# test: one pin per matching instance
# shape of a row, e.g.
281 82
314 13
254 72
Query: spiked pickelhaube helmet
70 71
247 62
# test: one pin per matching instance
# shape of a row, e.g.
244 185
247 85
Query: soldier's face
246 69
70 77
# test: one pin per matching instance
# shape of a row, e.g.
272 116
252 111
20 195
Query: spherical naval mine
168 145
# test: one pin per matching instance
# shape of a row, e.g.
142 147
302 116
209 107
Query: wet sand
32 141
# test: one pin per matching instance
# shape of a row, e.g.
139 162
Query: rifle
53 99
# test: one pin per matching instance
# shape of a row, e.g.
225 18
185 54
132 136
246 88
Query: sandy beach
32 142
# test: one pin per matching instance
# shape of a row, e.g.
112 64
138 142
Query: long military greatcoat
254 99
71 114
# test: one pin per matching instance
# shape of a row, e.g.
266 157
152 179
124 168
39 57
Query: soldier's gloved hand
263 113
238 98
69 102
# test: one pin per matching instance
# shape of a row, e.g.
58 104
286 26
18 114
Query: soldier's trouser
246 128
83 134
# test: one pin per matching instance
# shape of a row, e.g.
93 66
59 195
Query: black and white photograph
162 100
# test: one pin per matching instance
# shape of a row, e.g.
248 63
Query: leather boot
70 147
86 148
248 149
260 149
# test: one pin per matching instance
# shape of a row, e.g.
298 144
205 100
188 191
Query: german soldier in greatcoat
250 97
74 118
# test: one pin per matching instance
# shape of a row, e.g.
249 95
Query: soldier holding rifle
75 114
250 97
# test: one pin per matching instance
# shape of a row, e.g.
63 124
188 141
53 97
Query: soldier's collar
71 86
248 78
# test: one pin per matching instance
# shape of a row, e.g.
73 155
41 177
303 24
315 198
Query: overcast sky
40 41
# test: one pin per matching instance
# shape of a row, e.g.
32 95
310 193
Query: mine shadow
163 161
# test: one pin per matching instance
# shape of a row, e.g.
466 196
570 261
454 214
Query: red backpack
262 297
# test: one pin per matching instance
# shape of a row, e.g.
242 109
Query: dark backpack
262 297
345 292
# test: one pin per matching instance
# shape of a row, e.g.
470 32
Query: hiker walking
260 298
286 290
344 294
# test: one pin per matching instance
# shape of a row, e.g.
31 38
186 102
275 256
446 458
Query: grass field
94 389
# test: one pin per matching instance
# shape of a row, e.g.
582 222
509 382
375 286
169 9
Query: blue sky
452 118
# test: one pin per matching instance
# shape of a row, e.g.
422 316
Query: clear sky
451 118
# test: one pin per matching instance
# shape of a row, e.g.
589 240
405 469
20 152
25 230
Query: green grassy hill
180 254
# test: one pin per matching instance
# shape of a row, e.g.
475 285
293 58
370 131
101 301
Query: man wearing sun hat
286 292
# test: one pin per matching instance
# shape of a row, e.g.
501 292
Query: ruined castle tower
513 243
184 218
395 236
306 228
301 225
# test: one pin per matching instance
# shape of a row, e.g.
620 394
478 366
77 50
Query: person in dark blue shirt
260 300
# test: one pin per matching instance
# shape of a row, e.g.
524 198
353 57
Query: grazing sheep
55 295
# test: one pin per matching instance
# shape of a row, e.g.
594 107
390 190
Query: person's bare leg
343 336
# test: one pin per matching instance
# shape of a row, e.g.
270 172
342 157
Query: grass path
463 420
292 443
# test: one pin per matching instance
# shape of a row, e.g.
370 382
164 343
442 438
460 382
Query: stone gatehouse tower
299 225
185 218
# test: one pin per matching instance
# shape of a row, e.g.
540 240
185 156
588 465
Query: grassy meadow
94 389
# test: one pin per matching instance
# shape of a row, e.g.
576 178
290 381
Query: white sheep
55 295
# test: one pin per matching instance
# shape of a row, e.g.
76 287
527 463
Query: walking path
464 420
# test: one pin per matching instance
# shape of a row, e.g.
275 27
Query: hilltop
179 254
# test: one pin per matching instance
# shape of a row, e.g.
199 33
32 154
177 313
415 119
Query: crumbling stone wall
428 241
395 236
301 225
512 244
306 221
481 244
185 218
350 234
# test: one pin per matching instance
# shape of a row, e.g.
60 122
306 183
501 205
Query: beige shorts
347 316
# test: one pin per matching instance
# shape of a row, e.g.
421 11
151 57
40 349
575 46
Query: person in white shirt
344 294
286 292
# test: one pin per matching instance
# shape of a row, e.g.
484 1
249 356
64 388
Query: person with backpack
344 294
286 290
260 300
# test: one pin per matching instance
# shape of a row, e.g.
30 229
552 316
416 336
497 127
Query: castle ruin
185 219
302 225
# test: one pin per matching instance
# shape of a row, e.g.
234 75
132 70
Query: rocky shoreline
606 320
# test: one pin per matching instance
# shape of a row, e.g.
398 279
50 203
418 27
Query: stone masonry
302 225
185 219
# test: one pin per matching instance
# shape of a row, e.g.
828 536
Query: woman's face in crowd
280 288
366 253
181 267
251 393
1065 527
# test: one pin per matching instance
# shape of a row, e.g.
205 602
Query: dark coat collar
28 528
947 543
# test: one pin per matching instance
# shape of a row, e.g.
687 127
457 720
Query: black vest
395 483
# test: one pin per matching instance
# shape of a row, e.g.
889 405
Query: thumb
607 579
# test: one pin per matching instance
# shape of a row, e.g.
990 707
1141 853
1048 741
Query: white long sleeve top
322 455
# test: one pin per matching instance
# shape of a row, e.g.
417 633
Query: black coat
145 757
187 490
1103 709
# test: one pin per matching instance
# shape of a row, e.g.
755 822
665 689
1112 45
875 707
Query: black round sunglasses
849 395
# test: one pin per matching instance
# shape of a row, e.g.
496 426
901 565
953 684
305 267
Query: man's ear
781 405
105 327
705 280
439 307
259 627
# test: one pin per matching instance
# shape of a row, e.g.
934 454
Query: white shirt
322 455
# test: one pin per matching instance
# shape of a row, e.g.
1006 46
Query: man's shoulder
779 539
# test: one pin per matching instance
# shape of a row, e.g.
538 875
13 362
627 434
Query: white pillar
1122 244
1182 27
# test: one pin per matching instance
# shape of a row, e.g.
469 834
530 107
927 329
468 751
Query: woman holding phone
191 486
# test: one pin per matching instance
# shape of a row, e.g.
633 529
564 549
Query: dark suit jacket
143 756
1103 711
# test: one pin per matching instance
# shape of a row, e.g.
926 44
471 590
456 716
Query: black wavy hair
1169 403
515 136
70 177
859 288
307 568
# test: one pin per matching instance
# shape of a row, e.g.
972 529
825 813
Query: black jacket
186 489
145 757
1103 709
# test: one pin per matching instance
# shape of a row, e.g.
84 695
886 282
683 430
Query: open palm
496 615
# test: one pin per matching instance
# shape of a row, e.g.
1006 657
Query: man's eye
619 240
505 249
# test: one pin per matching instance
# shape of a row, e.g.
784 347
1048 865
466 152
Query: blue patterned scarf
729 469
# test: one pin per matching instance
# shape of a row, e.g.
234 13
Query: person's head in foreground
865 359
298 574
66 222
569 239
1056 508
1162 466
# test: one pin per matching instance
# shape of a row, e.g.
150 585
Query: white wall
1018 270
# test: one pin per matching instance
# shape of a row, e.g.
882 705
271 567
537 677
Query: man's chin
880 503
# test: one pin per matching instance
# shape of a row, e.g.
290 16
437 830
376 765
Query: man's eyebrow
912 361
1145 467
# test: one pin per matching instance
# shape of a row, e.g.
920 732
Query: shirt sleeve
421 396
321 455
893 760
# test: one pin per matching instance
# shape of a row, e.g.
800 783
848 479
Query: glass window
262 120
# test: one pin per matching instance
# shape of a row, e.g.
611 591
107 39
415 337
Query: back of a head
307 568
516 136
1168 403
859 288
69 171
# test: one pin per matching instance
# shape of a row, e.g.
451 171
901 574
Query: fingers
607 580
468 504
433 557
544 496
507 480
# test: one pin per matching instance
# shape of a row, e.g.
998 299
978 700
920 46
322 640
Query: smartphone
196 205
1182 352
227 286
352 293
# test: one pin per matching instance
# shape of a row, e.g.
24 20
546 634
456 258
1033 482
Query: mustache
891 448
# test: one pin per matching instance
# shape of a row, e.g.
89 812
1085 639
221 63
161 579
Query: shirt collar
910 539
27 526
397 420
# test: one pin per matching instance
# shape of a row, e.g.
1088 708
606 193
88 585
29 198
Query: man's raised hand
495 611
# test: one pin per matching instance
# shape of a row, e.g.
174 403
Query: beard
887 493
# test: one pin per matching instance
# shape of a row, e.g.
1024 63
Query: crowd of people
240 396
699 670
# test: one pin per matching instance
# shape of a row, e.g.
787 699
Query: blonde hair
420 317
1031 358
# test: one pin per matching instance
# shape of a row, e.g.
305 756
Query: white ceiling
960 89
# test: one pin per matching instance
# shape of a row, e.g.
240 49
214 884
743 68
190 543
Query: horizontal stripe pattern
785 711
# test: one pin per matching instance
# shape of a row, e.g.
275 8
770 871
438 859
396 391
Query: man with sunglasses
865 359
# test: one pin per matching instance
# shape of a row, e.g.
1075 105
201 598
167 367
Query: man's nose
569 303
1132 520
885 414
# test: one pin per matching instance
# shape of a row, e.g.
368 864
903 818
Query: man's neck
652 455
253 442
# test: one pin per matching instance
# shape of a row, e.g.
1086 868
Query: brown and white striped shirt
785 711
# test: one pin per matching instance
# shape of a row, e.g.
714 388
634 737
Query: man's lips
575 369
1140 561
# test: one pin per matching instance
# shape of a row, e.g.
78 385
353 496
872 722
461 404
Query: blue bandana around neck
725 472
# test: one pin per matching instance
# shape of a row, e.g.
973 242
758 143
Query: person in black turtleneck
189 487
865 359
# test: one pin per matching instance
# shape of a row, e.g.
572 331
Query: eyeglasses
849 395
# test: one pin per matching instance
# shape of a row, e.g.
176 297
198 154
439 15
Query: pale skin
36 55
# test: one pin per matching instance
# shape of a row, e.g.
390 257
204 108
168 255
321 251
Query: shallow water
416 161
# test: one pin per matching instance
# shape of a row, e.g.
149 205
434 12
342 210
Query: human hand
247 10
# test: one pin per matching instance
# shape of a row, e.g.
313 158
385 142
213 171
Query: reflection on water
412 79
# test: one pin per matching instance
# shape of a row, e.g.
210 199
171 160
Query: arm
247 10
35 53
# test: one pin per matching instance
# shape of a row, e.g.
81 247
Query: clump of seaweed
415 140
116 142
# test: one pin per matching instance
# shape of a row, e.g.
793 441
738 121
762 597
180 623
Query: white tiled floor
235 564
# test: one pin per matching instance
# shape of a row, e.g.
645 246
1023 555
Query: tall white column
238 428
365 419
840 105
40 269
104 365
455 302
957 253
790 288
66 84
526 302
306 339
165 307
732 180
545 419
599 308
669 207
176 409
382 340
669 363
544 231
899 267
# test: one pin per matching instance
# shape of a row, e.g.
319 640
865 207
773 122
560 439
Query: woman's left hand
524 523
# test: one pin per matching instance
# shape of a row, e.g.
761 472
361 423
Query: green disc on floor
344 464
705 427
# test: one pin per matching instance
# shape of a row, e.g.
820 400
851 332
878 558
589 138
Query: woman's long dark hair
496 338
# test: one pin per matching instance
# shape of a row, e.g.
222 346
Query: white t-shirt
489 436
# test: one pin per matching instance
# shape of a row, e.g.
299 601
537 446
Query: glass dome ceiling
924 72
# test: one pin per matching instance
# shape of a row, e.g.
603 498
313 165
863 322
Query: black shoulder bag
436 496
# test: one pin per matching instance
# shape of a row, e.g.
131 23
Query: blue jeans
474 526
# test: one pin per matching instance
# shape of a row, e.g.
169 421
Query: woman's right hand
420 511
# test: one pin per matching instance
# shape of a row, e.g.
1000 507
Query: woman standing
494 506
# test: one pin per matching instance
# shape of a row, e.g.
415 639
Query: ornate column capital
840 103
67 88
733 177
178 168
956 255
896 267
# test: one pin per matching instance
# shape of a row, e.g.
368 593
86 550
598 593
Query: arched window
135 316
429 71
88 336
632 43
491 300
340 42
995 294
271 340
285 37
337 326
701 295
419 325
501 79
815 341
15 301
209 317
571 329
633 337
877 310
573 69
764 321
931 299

____

== WHAT THE TASK ASKS ==
Locate each line above that contains the word "rifle", and copy those lines.

== FINISHED ANSWER ==
Query: rifle
Query: soldier holding rifle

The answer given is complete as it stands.